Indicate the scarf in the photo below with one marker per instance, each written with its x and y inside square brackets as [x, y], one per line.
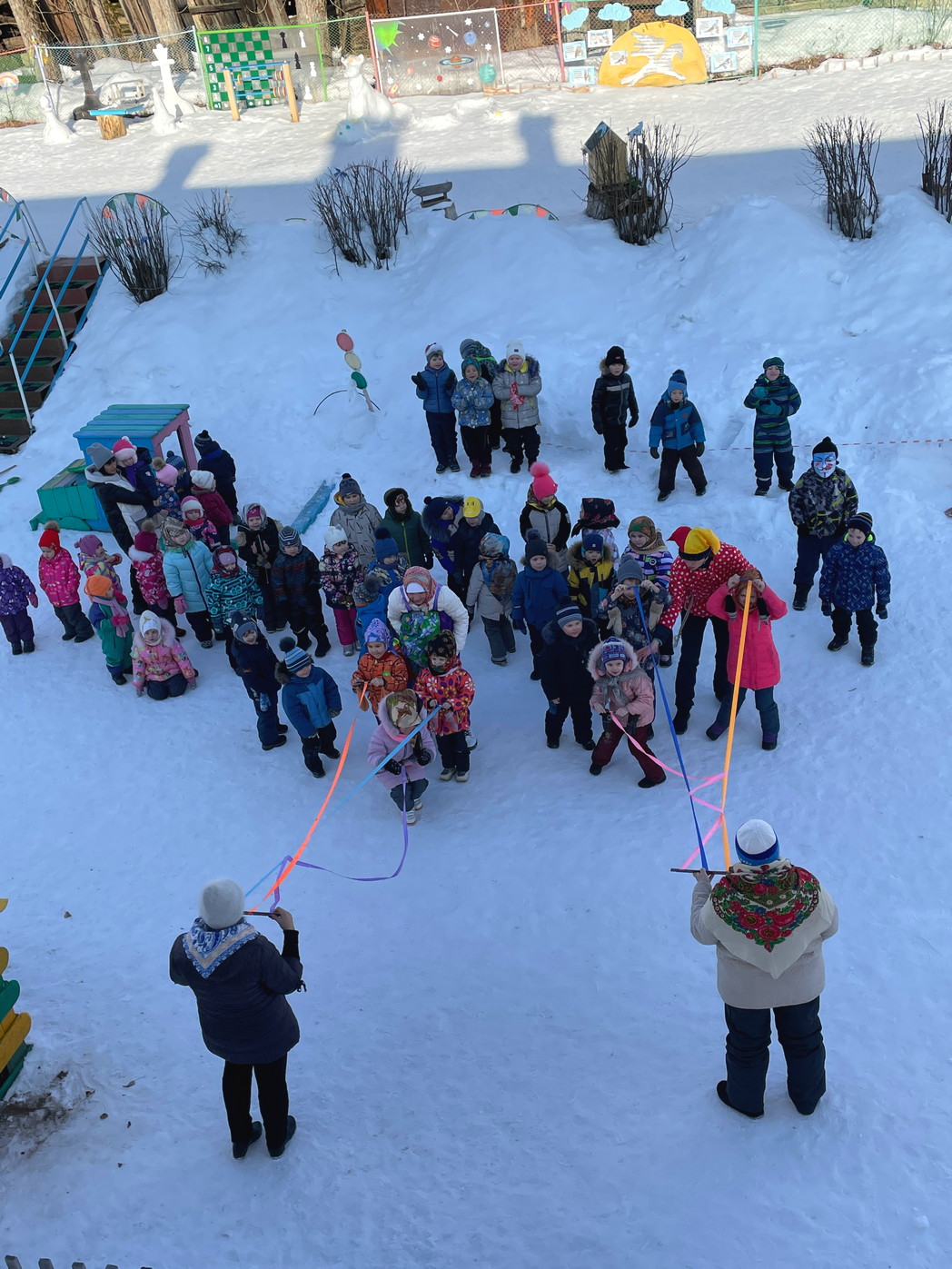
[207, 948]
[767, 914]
+ + +
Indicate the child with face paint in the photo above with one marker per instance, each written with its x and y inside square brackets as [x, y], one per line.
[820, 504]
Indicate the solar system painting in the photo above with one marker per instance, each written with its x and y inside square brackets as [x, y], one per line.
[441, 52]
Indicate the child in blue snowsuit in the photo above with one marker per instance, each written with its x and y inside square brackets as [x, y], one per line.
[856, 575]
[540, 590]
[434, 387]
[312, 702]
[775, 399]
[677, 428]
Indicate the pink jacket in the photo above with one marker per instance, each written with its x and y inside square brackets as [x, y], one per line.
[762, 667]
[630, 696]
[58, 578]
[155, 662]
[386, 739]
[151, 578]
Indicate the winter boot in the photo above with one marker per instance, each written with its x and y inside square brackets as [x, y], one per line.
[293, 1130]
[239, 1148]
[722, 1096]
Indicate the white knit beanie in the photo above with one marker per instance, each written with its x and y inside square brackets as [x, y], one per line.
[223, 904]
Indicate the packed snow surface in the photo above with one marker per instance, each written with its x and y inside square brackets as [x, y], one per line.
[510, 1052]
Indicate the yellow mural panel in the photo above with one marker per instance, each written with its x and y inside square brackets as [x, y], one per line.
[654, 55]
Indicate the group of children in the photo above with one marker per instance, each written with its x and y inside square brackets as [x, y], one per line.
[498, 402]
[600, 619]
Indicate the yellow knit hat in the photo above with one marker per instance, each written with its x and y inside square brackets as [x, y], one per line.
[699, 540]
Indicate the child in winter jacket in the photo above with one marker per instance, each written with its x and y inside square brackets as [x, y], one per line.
+ + +
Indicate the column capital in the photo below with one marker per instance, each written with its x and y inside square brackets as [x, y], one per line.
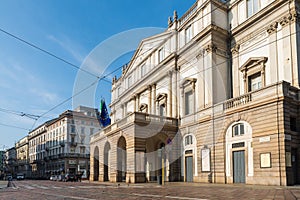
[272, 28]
+ + +
PROBLEM DESCRIPTION: Repeat word for word the lines above that run from the line containing "Indicate the packed" through the line containing "Indicate the child in winter", both ends included, and nothing else.

RESPONSE:
Indicate the packed snow surface in the photo above with one marker per instance, each written with its x and y inside square brackets as [x, y], one per line.
[510, 1052]
Indicate the yellow mural panel in the photo above with one marker per instance, each written with its x and y inside square brackets as [x, y], one per line.
[654, 55]
Indicate the group of children in the photo above with one marker per instance, each written with its x and y inside square brackets as [x, y], one per line.
[498, 402]
[600, 619]
Indicate the yellow knit hat in the photo above with one marker per instance, each written with its x and y inside square brackets as [x, y], one per line.
[699, 540]
Indicate the child in winter jacket in the photo above with one marker per instance, each written with its x and y inside square brackets as [x, y], one per line.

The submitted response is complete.